§ **What you are asked to do**: Please write out every one of the records below word for word, keeping each line unchanged.

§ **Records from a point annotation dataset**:
_ _ _

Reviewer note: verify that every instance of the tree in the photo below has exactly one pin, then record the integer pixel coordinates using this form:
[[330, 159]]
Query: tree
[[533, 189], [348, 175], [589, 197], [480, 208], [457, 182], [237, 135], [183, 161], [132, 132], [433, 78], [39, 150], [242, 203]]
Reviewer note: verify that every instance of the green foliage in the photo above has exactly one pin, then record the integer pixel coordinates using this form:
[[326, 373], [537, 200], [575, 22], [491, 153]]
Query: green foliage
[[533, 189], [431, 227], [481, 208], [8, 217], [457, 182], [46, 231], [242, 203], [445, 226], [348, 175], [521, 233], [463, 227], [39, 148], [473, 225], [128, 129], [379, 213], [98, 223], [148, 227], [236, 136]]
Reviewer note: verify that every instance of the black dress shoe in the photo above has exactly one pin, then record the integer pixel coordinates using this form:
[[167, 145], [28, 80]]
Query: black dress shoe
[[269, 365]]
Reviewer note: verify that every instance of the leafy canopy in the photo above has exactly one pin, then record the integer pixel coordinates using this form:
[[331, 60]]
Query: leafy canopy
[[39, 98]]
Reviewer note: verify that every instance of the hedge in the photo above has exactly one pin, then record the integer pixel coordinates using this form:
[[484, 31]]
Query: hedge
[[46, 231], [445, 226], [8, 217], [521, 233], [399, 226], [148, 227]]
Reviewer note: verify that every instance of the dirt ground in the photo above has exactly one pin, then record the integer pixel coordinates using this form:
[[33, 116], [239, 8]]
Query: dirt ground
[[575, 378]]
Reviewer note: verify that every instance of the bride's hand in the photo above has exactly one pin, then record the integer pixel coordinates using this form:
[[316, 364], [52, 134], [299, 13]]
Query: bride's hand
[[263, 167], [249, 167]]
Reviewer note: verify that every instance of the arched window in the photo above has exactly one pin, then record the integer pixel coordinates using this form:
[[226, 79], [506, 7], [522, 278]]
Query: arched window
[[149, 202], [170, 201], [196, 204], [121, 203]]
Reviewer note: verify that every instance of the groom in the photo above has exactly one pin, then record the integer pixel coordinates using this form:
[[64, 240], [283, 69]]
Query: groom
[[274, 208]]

_ _ _

§ **Result of this task**:
Reviewer note: verify that every instance of the tree in the photo below has exactly one pin, then record the integer pixel coordinates using this form:
[[330, 159]]
Query: tree
[[533, 189], [348, 175], [589, 197], [480, 208], [457, 182], [237, 135], [183, 161], [132, 132], [433, 78], [39, 150], [242, 203]]
Reviewer note: verify that every instance of the green foliage in the photo above has exactly one pin, then record the integer pixel coordinates using this form:
[[326, 373], [537, 200], [575, 22], [491, 153]]
Query: green foliage
[[533, 189], [431, 227], [481, 208], [8, 217], [457, 182], [46, 231], [242, 203], [445, 226], [348, 175], [521, 233], [463, 227], [39, 148], [473, 225], [128, 129], [379, 213], [98, 223], [148, 227], [236, 136]]
Reviewer note: verify that every instance of the black dress shoe in the photo above has exactly one pin, then record the integer pixel coordinates using this form:
[[167, 145], [28, 80]]
Query: black dress shoe
[[269, 365]]
Reviewer note: verify that every instance of the leafy canopy in the photo above has exactly one pin, then record the integer pixel coordinates using this form:
[[331, 60]]
Query: leafy canopy
[[39, 98]]
Reviewer note: verify that every instance of the hedge in the photo above has exactly one pin, then record the integer pixel coordinates using this form:
[[484, 31]]
Query: hedge
[[46, 231], [445, 226], [8, 217], [521, 233], [399, 226], [148, 227]]
Reviewer note: verify that every instance of the dirt ground in the photo above has exactly one pin, then record the integer pixel coordinates using this form:
[[33, 116], [239, 8]]
Query: dirt ground
[[575, 378]]
Reviewer note: verify that every instance of the bride's hand in the photo above has exactly one pin, then record the integer pixel coordinates using this form:
[[316, 364], [52, 134], [299, 13]]
Query: bride's hand
[[263, 167], [249, 167]]
Reviewer note: verify that every instance of the arched window in the photo above has exactly one pin, then record the integer pixel coordinates using this form:
[[226, 79], [506, 7], [522, 278]]
Query: arched window
[[149, 202], [170, 201], [196, 204], [121, 203]]
Reviewer note: verify that every instance of the groom in the photo above has exactly one pin, then record the integer pixel coordinates using this form:
[[64, 240], [283, 69]]
Query: groom
[[274, 208]]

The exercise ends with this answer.